The Lateral Lattice of Hearts
She confided to me, that as a child, she had been taught to look up to God in prayer and pray for his love for her. She suggested to me that this type of hierarchical model for identifying oneself isolates one from ones native humanity and from one-another. "It isolates. It doesn't heal anything."
Moments later she described to me what it means to heal. She described it by relating her own experience in helping to heal a friend. Her friend had been in hospital undergoing extensive surgery. She told me that twenty minutes after the procedure had been scheduled to start, she had felt a sickening feeling. She felt a crisis was happening.
She told me that she had focused herself mentally onto that person's need who would be operated on. She said she became sensitive to his needs. She said that she had sensed an critical need for help. She said that simultaneously with that feeling, images came to mind of the dimensions of Truth about our humanity. She told me that she saw images of a wide array of human hearts, all connected horizontally with one-another, arrayed side by side in a lateral relationship. She said that she saw a vast network of hearts bound to each other in this lateral lattice of our human world, all sharing and supporting one-another physically, with each heart contributing some of its strength in support of the strength of her friend's heart during this moment of need, during his operation. She said she sensed a need for some extra strength. She said that she saw images of a universal flow of support meeting that need in a process that reflected the lateral flow of Love as the light of our universal humanity. She said that she clung to this image that appeared in the mind until the mental atmosphere became quiet again and a sense of peace returned. She also said that this awareness of a crisis soon reasserted itself and brought the same response to her mind.
She told me that this process repeated itself two times, with quiet periods in between. At all three different points, she had become aware of a need for help, and her response to the need was the same and emerged with equal clarity with images of what she had felt to be universal Truth based on the science of it that she had explored in the years before and had frequently felt the efficacy of in her own experiences.
She explained to me that this image of a lateral lattice of interconnected human hearts was not a dream image, conjured up in the intensity of the moment. She said it reflected a profound perception of a reality that she has long understood and learned to be in Love with as the reality of her being and that of the whole of the universe.
She said that after two-and-a-half-hours in which these cycles were repeated as cycles of supporting realizations founded on an underlying discovered Truth, the recognized need for that process suddenly stopped.
"The mind became very quiet," said helen. "Even though the surgery wasn't supposed to be finished for another hour, the mental atmosphere became totally still. A great peace came over me," she said. "Evidently, the point of the crisis had passed."
She told me that her friend looked wonderful when she came to visit him in the hospital late that afternoon. She saw a glowing face, a brightly radiant expression. She said that what she saw surprised her for a moment, because it was so radically inconsistent with someone coming out of surgery just hours earlier.
"That is what being in Love means," she said to me. "Being in Love is really a scientific process. It unfolds with a flow of healing."

◆ **Data for review**:
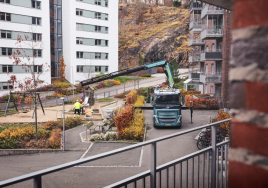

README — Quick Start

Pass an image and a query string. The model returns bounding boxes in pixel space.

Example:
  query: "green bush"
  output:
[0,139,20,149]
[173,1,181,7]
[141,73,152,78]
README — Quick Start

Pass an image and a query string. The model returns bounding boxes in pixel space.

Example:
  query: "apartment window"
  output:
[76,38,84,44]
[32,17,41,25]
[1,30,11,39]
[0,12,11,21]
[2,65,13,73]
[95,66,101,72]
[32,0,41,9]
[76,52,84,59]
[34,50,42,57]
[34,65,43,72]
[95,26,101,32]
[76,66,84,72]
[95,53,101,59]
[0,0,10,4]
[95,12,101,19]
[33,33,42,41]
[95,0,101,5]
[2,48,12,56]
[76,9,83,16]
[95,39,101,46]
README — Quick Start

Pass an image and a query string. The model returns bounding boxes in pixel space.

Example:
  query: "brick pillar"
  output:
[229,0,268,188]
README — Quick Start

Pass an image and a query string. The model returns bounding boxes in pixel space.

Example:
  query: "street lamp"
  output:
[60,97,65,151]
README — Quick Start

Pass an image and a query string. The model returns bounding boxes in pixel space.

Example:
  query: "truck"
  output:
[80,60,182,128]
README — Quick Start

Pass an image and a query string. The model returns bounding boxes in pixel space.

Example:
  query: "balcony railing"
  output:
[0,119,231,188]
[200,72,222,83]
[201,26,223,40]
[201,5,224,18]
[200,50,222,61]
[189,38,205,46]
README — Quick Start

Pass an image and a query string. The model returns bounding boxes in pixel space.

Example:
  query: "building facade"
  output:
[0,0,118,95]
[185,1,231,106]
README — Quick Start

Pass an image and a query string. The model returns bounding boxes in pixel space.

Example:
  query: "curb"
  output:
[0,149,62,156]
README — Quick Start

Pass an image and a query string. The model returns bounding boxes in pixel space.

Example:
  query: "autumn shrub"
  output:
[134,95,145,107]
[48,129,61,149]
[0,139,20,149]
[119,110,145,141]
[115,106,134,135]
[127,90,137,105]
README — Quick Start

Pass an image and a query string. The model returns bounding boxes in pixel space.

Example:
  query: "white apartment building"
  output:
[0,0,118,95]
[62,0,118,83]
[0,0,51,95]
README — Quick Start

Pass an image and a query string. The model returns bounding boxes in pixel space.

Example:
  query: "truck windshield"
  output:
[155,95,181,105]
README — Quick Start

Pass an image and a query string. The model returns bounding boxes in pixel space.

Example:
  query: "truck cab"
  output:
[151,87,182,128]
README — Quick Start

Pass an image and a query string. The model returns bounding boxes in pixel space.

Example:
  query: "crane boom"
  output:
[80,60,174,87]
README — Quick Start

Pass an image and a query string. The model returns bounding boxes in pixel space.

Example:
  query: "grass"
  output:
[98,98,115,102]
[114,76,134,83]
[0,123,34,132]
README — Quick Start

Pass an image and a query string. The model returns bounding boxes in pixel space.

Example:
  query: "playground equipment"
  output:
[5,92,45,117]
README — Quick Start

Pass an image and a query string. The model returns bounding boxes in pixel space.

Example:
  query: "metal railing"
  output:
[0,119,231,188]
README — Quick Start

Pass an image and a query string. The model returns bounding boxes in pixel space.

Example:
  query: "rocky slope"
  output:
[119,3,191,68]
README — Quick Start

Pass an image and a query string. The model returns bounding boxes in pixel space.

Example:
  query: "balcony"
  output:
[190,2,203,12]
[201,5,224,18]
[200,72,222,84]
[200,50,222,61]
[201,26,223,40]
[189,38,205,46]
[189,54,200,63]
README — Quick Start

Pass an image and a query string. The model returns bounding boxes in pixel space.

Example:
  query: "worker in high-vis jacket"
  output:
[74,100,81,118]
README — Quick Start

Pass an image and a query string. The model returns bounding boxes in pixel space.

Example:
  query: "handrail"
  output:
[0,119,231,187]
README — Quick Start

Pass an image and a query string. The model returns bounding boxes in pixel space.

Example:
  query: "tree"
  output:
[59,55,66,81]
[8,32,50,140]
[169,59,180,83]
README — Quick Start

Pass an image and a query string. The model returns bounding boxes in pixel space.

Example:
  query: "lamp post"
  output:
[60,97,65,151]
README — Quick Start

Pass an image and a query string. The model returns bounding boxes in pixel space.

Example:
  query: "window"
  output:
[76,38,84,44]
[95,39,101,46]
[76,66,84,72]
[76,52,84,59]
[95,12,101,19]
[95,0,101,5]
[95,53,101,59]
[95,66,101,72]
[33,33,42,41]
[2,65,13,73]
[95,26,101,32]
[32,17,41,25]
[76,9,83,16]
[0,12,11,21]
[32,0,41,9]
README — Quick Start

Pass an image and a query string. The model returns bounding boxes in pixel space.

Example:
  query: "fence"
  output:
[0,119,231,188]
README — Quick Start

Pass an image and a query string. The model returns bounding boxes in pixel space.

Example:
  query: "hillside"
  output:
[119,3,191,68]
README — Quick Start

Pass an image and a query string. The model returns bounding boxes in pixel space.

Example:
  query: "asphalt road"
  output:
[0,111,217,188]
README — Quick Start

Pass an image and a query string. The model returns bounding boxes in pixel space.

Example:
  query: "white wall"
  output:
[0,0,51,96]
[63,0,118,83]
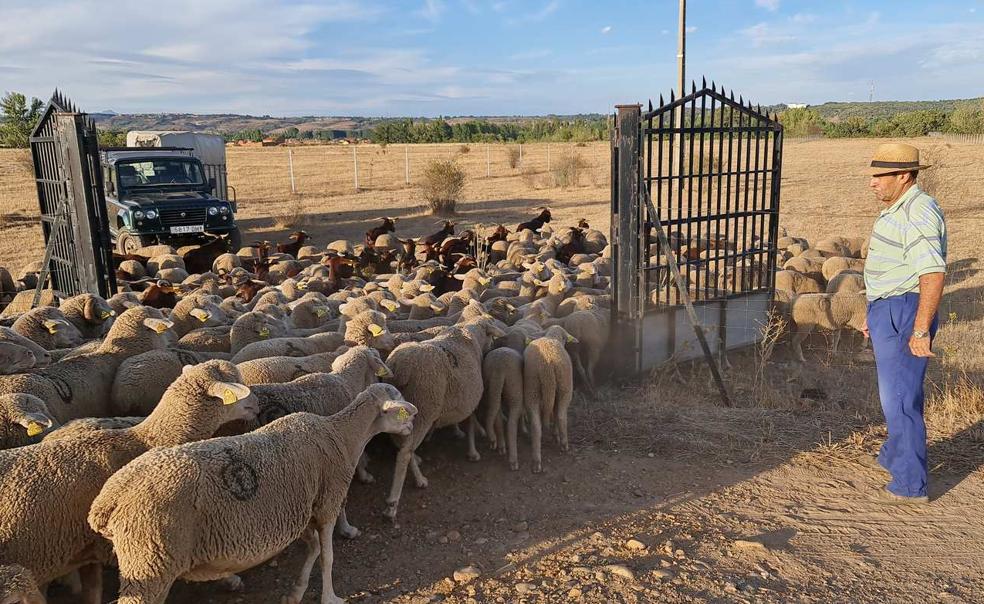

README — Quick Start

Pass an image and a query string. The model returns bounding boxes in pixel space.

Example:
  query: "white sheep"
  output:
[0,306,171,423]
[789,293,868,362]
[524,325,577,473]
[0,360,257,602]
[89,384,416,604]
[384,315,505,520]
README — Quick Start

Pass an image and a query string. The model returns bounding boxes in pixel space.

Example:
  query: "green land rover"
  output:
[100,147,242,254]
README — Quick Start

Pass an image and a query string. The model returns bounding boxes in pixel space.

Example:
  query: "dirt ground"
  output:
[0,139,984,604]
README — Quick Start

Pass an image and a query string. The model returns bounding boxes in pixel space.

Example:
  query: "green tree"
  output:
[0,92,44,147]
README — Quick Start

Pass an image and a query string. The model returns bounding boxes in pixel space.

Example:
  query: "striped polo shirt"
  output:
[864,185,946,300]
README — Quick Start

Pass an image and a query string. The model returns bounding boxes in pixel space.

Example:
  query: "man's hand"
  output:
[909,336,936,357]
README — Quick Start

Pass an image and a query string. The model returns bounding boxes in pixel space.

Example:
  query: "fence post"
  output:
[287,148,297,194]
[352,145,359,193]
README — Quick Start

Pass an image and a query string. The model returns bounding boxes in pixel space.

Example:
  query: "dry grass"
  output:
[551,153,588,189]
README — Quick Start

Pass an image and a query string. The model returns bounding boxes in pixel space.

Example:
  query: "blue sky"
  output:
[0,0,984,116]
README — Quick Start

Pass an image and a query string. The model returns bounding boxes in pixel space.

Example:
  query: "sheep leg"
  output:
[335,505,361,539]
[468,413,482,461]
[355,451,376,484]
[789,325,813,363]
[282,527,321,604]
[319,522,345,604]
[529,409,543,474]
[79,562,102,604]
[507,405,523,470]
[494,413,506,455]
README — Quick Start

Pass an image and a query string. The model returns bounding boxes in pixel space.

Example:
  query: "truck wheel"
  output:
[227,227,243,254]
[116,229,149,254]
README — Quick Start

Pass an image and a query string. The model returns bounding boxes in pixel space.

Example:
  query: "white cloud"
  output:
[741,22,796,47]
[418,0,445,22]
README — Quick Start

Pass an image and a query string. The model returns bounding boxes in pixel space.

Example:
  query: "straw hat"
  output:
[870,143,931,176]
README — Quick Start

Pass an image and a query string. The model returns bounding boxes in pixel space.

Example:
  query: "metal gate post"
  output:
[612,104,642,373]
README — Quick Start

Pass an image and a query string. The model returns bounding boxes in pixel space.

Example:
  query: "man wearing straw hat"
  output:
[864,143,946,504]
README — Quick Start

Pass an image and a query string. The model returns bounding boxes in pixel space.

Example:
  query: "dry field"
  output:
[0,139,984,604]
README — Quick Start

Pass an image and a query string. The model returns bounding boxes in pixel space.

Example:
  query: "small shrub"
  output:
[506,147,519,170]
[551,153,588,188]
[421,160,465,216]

...

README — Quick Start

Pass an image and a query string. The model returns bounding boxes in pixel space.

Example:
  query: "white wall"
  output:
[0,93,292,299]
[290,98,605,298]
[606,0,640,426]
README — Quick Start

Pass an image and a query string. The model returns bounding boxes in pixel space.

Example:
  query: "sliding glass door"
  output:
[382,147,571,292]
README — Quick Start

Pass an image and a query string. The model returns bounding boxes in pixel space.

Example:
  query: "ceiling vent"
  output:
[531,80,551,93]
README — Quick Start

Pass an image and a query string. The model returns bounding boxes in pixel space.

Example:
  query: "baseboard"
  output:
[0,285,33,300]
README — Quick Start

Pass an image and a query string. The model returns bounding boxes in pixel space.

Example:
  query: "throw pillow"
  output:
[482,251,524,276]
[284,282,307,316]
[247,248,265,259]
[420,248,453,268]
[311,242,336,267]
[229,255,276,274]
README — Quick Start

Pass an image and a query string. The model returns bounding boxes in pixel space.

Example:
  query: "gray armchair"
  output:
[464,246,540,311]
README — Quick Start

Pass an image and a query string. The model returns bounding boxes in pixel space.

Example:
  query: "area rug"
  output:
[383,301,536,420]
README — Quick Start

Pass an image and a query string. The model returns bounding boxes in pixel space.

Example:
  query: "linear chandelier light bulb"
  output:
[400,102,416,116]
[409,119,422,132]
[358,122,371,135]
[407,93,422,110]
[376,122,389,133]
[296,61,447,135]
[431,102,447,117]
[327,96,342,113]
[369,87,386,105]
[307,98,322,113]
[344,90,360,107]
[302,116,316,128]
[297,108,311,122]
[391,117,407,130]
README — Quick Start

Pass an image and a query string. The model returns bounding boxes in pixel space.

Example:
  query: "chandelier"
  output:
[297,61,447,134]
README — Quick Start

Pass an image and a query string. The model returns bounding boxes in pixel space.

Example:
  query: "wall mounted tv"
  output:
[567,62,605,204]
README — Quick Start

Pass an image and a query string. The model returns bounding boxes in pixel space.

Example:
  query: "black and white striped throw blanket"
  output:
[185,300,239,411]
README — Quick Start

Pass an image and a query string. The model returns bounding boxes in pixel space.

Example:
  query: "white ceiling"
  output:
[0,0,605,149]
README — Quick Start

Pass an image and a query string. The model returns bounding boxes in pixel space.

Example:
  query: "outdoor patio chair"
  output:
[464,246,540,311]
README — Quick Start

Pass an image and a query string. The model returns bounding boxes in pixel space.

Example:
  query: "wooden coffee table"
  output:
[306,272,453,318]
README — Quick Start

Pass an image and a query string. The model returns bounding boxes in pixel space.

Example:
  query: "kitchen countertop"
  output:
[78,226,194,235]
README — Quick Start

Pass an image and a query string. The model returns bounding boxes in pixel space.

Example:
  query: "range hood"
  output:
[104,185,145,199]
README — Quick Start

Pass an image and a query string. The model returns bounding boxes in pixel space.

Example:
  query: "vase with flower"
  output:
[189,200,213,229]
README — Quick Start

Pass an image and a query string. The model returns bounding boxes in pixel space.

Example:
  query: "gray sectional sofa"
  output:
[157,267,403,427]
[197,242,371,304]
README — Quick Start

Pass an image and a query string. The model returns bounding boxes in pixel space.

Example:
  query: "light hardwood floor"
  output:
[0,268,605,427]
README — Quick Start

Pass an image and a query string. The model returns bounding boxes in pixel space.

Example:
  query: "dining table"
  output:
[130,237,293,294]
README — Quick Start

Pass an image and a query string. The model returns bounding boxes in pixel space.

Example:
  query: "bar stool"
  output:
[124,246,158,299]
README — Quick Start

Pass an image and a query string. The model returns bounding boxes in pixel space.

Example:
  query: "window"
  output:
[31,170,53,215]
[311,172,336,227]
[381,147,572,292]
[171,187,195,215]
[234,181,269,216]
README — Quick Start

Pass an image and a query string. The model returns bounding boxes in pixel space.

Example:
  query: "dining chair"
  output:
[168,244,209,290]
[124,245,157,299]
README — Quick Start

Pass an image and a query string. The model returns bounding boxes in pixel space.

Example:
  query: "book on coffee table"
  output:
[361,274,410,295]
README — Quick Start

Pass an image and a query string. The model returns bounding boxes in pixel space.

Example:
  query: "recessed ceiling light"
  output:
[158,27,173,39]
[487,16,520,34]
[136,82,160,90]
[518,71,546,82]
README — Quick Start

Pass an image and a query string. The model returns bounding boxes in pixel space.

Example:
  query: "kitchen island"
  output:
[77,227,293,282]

* * *

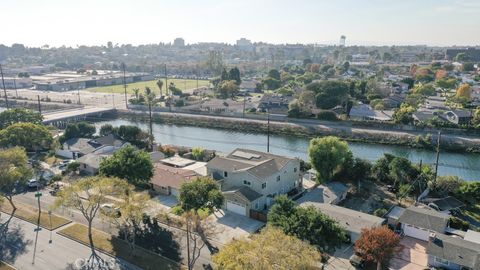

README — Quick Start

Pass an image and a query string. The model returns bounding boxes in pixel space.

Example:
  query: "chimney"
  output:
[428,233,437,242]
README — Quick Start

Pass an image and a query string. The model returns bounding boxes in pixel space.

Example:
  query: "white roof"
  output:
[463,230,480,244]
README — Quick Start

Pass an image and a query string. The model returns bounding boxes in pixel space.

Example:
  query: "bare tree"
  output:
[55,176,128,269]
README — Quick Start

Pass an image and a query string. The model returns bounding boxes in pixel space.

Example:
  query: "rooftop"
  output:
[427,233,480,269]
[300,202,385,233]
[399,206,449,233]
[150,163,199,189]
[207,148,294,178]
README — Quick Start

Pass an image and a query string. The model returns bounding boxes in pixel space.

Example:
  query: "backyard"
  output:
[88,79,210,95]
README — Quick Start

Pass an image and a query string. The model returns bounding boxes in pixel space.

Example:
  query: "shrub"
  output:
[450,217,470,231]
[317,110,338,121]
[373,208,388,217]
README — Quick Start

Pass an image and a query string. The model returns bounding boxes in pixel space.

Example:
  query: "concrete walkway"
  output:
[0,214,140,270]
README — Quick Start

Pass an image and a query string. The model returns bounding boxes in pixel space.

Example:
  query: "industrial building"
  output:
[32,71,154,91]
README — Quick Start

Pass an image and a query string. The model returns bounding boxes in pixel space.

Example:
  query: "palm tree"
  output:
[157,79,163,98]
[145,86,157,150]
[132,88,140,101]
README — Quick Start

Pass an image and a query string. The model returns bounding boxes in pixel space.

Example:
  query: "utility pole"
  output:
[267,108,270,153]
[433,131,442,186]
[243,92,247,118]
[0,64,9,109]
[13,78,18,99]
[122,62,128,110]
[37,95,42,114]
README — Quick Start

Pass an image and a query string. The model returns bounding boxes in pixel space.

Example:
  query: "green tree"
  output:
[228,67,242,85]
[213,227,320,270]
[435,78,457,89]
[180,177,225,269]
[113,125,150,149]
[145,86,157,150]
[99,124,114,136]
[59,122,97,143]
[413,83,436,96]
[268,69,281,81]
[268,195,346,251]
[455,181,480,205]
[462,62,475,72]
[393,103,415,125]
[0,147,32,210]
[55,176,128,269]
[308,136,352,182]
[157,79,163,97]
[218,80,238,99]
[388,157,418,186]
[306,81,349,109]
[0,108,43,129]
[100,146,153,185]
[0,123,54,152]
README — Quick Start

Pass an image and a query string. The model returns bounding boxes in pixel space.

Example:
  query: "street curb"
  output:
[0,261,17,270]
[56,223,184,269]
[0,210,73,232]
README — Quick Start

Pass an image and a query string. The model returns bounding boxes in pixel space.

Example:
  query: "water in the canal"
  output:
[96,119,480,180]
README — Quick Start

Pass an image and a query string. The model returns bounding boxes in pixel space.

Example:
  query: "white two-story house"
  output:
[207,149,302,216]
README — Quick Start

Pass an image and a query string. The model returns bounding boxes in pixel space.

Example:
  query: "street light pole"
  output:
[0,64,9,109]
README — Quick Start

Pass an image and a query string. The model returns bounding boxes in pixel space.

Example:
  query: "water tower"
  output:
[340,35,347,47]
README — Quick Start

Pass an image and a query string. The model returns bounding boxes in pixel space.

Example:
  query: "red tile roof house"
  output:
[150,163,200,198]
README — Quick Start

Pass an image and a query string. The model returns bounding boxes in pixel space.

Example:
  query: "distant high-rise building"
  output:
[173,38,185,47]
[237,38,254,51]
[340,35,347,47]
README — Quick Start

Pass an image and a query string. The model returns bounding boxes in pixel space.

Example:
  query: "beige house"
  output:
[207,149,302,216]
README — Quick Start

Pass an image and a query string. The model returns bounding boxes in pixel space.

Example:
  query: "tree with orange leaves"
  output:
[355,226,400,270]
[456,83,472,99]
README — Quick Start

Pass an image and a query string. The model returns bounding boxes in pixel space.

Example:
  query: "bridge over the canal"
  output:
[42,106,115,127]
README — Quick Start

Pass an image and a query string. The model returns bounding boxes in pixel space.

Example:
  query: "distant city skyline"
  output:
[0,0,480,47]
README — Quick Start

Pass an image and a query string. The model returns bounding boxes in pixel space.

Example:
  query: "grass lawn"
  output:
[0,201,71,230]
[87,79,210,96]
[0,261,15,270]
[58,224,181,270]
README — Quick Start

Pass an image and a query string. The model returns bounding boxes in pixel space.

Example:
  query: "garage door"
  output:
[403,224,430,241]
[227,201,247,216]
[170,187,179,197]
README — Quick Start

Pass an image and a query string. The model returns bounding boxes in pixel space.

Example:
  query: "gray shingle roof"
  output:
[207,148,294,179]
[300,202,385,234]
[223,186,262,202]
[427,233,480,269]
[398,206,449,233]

◆ **Tasks to perform**:
1 > Write out the passage about the lateral lattice of hearts word for word, starting with "She told me that her" and going on through "just hours earlier.".
2 > Summarize the passage about the lateral lattice of hearts in two sentences.
Draw only on the passage about the lateral lattice of hearts.

◆ **Task-by-task solutions**:
1 >
She told me that her friend looked wonderful when she came to visit him in the hospital late that afternoon. She saw a glowing face, a brightly radiant expression. She said that what she saw surprised her for a moment, because it was so radically inconsistent with someone coming out of surgery just hours earlier.

2 > While a friend was undergoing surgery, Helen sensed a crisis three times and each time held in mind images of a lateral lattice of human hearts sharing their strength with his heart, until after two and a half hours the need stopped and a great peace came over her. When she visited him that afternoon, he looked radiant, and she said this is what being in Love means: a scientific process that unfolds with a flow of healing.